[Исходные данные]
+ + + + + + +

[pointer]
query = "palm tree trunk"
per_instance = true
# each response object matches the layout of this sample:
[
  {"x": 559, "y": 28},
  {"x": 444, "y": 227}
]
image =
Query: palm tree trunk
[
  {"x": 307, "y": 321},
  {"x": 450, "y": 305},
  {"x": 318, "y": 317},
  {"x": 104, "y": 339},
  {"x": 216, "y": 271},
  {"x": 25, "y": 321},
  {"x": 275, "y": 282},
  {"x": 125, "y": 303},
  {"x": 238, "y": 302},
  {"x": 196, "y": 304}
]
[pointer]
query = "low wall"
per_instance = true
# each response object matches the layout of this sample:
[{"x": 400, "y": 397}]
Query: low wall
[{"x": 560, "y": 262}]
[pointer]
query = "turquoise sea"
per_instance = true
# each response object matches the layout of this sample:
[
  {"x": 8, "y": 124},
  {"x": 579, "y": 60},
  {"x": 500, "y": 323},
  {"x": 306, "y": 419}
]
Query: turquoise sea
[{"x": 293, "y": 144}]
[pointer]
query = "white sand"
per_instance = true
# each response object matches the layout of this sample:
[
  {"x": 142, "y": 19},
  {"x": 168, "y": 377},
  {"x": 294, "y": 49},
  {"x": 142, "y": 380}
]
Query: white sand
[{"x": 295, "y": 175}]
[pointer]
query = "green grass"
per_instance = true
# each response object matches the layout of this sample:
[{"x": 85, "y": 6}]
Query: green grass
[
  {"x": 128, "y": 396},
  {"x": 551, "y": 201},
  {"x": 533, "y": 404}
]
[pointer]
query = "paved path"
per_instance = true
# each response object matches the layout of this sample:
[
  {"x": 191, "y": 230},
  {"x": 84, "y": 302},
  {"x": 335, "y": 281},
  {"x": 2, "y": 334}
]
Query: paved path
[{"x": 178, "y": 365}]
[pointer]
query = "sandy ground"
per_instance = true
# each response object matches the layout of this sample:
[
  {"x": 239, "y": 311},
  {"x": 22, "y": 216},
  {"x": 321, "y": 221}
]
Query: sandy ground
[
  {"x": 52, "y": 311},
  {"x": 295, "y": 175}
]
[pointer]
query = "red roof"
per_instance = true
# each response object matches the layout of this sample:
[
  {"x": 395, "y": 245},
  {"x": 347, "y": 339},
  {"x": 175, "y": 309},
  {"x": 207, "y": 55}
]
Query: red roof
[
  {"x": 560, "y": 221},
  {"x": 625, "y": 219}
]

+ + + + + + +

__ЗАДАНИЕ__. Выпишите из приведенных выше данных все строки, в которых встречается слово «sandy».

__ОТВЕТ__.
query = "sandy ground"
Query: sandy ground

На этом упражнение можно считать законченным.